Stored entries
- - -

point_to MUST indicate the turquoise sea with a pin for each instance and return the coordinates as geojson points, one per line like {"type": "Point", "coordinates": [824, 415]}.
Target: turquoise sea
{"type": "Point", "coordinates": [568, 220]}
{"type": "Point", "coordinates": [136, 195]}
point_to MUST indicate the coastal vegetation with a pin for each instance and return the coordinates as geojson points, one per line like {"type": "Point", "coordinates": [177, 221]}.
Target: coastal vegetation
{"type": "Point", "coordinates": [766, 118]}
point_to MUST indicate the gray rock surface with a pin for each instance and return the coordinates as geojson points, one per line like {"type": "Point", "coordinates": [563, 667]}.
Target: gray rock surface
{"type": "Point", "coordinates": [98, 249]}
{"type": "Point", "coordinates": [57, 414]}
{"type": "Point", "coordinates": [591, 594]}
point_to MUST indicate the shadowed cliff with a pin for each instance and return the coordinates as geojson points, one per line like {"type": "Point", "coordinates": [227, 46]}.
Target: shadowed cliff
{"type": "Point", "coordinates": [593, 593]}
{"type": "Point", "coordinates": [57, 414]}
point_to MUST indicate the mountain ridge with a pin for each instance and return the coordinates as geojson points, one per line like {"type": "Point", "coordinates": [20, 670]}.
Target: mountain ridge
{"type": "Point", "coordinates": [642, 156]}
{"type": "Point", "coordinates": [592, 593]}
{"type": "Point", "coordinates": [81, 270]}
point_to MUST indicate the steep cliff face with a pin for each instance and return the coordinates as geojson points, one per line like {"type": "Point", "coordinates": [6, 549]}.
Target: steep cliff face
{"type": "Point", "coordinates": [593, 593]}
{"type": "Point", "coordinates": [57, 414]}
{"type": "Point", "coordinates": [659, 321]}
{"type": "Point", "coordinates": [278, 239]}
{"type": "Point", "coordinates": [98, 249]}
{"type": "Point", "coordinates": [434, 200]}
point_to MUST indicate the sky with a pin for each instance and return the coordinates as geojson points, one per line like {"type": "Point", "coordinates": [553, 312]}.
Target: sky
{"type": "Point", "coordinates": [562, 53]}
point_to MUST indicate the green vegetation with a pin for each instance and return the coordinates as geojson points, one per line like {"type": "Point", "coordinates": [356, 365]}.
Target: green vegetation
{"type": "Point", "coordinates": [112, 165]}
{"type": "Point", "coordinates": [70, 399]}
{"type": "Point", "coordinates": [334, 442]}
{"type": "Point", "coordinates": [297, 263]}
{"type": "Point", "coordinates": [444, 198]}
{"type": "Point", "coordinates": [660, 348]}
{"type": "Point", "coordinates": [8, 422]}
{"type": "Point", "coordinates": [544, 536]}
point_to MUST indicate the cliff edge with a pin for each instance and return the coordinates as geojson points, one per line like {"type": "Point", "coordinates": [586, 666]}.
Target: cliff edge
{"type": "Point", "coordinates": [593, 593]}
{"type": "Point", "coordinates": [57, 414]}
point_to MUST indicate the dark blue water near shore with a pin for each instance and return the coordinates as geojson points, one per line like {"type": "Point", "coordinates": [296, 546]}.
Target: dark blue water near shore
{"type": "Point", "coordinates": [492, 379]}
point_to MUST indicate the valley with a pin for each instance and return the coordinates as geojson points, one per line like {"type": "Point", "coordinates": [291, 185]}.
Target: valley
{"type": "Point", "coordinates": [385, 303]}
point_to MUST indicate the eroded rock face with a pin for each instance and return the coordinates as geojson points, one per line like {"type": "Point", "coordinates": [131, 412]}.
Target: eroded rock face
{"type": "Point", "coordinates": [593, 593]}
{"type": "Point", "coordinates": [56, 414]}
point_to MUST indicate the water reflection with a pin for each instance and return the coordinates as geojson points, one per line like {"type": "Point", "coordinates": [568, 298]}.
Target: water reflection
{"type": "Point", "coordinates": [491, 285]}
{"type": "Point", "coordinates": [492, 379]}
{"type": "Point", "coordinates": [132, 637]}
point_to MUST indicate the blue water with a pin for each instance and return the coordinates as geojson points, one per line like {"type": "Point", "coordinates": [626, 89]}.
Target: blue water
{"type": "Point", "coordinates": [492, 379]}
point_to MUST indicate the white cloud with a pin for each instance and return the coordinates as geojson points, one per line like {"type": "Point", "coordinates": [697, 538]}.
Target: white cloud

- - -

> _Your assignment_
Starting from the top of the records and ending at the line that contains "point_to MUST indicate the gray", repeat each line exactly and return only those lines.

> _Worked solution_
point_to MUST indicate the turquoise sea with a pin for each instance and return the coordinates as geojson points, one per line like {"type": "Point", "coordinates": [824, 415]}.
Target: turquoise sea
{"type": "Point", "coordinates": [568, 220]}
{"type": "Point", "coordinates": [136, 195]}
point_to MUST indicate the coastal vegetation with a pin for each instance and return the coordinates as geojson points, one per line like {"type": "Point", "coordinates": [177, 221]}.
Target: coastal vegetation
{"type": "Point", "coordinates": [766, 118]}
point_to MUST indicate the gray rock surface with a pin for each instance and return the coordinates as geojson points, one per line like {"type": "Point", "coordinates": [563, 667]}.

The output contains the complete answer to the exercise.